## THE PROBLEM
Echo every one of the records below back verbatim, keeping each line unchanged.

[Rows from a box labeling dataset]
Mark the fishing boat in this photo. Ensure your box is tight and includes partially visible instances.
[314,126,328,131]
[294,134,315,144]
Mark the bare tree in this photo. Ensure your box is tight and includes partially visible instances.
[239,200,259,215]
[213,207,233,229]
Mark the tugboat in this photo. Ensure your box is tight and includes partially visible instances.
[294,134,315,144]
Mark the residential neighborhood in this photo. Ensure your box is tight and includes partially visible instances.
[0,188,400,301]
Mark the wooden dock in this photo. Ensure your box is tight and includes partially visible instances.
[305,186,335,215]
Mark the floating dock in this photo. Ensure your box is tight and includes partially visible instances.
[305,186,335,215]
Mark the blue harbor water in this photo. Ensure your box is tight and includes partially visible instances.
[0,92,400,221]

## RESULT OF THE TASK
Mark the fishing boat in this photo. Ensure your box is tight and includes partially visible instances.
[314,126,328,131]
[294,134,315,144]
Mark the bare tree in this photo. Ensure your box is tight and includes partially visible instances.
[239,200,259,215]
[213,207,233,229]
Mark the tugboat in this photo. Ensure your box is tight and includes partially visible instances.
[294,134,315,144]
Mark the residential neighborhood in this photo. Ensure your box is tight and includes partially visible instances.
[0,188,400,301]
Mark the wooden dock in this photo. Ensure your box is tight and includes partially visible instances.
[305,186,335,215]
Mark the floating dock in this photo. Ensure your box is tight and includes partially visible instances.
[305,186,335,215]
Mark the blue harbor water in this photo. Ensure your box is tight and includes partially visible instances.
[0,92,400,221]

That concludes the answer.